*TASK BRIEF*
Please copy out every line in the rows below that contains the word "flower". Case counts.

─── STORED RECORDS ───

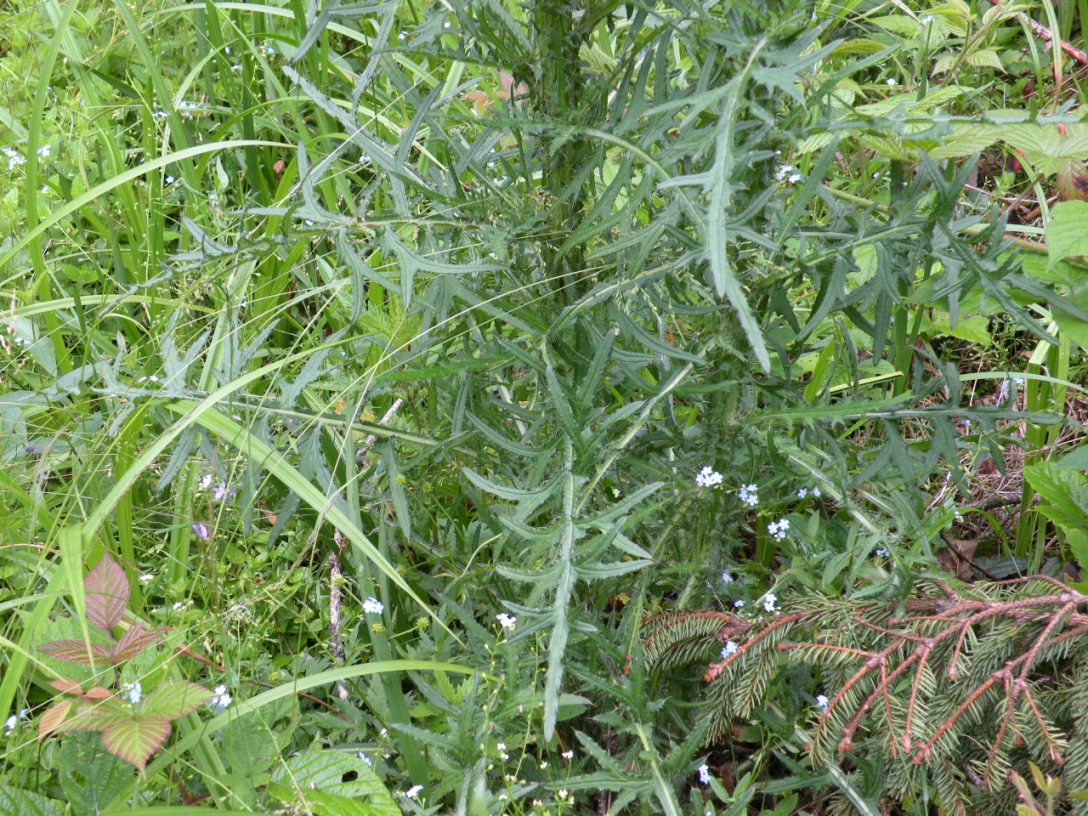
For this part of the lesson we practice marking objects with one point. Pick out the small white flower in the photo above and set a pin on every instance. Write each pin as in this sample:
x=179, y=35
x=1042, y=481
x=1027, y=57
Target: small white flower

───

*THE REPLY*
For this part of the lesson we practice marking objects with one point. Pick out the small white flower in the photo above and set a pin on every instance. Write each pin as in this sample:
Target: small white flower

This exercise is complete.